**Given text**
--- begin ---
# Blackening White Metal Parts



## prouddadbob (Jan 31, 2011)

Hello,

I am trying my hand at scratch building a few flat cars and I am starting with a hartford kit. The instructions stated an easy way to balcken the metal parts was included. It was not included and I thought I would ask for any suggestions as to how to blacken these parts. Appreciate any help and suggestions with this specific question as well as other weathering suggestions.

Thanks, Bob


----------



## Trains West (Oct 4, 2008)

ozark sells pewter black or you can get blacken it from walthers or your local hobby shop


----------



## bvdrr (Jan 3, 2008)

Or you can go to any hardware store or gun shop and get a bottle of Birchwood Caseys gun bluing, works wonderfully for blackening metal and it is cheap and no shipping.


----------



## Tenwheeler (Mar 5, 2010)

Bob,

I would agree with using Birchwood Casey gun bluing. I recently built a Hartford high side gon and used BC bluing and the white metal parts coloration looks very realistic. Take a small glass jar and add BC bluing. Drop the parts in the jar and let stand for a few minutes. Remove the parts, let dry and run a soft toothbrush over them. NOTE: Use gloves to handle BC as it is a mild acid.

PS - Hartford kits really turn out very nice for those that are wondering.

Jerry


----------
--- end ---
**Given information**
--- begin ---
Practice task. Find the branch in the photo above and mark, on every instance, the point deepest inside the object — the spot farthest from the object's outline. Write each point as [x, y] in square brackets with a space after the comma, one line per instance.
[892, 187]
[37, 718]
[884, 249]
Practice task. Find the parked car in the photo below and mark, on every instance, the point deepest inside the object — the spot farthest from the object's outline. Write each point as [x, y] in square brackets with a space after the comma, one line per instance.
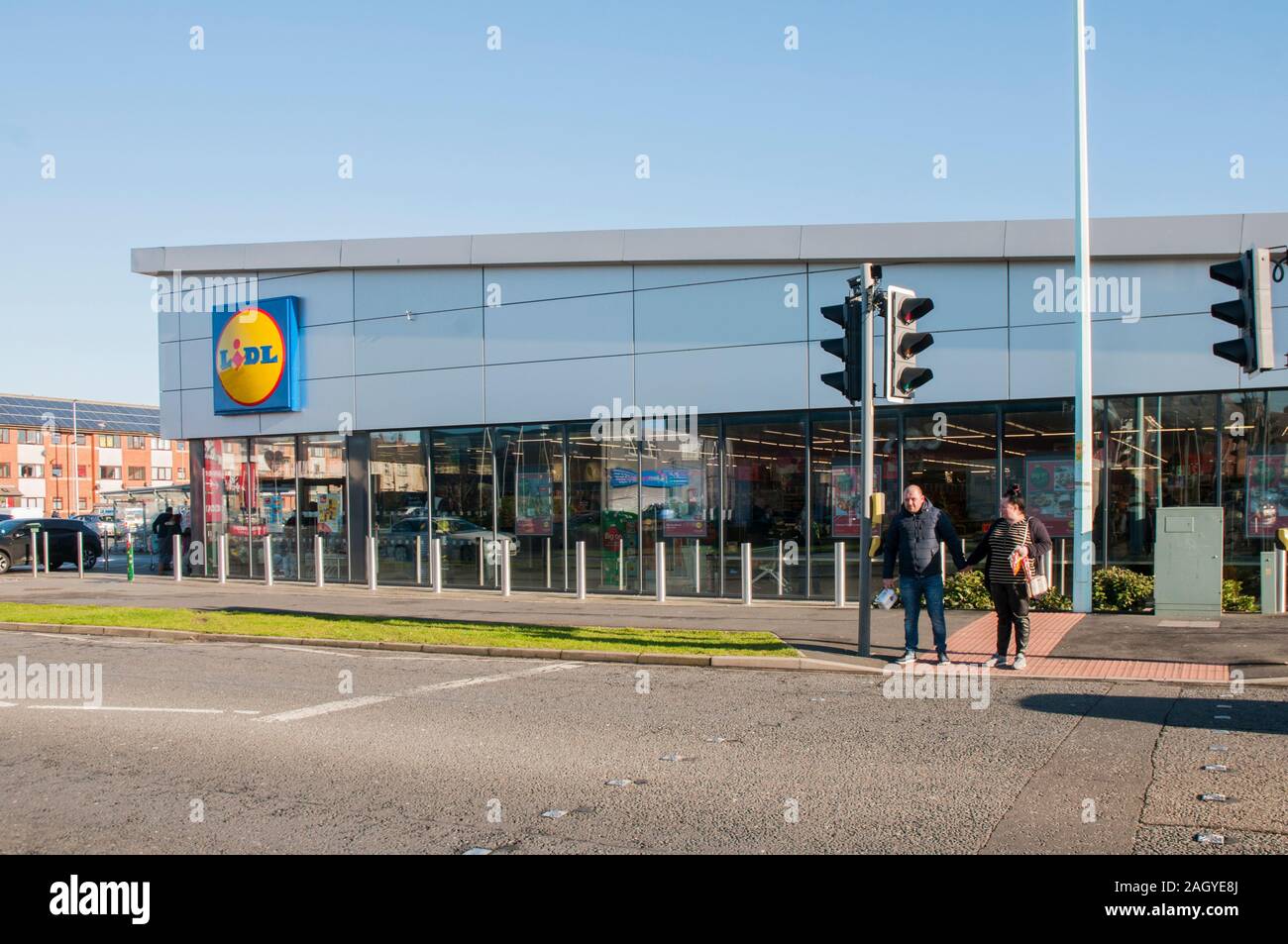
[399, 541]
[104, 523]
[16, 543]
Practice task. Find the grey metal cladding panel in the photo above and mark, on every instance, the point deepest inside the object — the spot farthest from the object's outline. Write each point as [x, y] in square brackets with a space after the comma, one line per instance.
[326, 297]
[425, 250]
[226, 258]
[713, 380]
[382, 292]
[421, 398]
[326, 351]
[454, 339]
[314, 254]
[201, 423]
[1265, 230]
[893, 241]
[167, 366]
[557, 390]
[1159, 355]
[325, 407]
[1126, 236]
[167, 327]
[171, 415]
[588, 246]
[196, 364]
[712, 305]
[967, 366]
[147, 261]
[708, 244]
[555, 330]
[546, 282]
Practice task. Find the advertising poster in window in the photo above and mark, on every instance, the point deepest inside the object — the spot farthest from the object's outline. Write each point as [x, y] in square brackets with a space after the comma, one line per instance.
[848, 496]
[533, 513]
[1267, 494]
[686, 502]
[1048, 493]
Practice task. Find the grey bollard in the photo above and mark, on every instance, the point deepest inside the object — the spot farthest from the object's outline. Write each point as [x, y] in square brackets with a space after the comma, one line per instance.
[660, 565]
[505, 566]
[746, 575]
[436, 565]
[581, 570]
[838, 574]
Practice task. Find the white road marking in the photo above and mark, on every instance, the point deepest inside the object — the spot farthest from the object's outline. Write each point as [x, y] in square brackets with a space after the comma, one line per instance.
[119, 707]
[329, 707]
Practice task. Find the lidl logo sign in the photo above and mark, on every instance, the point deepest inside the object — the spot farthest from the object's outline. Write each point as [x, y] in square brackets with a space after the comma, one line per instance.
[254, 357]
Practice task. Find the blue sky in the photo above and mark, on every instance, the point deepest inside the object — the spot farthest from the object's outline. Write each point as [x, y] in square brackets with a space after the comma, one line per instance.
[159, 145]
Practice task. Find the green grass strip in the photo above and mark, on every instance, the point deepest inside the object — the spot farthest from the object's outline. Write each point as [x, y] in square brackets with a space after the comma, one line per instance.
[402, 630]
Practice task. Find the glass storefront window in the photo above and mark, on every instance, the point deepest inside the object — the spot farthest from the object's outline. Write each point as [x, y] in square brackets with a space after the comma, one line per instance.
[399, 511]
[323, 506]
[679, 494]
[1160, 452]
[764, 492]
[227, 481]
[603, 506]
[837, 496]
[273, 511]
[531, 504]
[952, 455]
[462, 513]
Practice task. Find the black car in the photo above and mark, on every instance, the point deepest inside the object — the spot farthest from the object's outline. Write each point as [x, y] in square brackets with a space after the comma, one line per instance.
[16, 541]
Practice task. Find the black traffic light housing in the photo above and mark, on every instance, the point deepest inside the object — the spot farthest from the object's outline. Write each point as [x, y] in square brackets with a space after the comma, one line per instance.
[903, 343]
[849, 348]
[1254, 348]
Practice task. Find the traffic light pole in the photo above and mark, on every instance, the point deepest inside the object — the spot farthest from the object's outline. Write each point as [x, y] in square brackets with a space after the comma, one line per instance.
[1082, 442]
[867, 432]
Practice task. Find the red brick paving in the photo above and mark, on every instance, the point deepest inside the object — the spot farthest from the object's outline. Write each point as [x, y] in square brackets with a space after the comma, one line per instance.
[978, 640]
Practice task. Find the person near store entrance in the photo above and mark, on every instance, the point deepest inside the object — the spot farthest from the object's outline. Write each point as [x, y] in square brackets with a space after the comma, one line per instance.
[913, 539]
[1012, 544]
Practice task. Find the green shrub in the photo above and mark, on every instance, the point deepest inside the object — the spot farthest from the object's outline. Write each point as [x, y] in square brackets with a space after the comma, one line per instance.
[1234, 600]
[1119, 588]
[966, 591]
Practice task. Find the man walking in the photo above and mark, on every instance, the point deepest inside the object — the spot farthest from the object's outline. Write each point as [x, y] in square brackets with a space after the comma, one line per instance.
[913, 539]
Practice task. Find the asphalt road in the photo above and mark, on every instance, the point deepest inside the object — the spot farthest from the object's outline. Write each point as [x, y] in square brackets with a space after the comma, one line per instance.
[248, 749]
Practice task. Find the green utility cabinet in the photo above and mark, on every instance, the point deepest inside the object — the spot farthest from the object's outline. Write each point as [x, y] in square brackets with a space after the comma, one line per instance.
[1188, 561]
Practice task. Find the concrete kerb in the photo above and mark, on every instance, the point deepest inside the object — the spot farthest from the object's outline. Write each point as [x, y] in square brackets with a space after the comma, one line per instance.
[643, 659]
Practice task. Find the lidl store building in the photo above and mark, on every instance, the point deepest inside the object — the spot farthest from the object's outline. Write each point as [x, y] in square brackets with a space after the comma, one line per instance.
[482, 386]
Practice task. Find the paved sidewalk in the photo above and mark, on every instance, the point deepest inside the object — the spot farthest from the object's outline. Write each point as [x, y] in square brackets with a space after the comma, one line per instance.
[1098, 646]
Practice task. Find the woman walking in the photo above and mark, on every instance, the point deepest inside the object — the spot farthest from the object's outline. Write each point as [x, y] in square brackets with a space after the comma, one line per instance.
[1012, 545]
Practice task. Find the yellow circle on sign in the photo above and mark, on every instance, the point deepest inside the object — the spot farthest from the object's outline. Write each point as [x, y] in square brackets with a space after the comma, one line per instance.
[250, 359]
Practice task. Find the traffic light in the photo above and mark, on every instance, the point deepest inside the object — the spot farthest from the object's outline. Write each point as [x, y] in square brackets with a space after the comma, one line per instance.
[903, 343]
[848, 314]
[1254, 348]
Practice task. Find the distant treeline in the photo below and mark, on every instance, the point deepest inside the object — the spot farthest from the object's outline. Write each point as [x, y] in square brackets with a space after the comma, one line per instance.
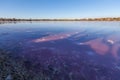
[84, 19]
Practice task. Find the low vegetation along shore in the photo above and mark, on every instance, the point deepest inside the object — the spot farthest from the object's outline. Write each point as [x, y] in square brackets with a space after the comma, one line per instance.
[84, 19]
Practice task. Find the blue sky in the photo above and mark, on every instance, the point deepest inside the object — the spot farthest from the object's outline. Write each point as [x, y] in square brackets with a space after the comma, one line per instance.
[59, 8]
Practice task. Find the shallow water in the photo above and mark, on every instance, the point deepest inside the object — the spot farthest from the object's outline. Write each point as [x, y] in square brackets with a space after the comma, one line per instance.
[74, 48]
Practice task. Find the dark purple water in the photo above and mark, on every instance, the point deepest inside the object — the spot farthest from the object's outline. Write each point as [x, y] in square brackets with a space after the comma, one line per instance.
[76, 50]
--- end ---
**Your objective**
Repeat the part of the metal-blackening thread starting with "Or you can go" and going on through "(Mar 5, 2010)". Work only from the forum thread on blackening metal parts.

**Final result**
Or you can go to any hardware store or gun shop and get a bottle of Birchwood Caseys gun bluing, works wonderfully for blackening metal and it is cheap and no shipping.


----------



## Tenwheeler (Mar 5, 2010)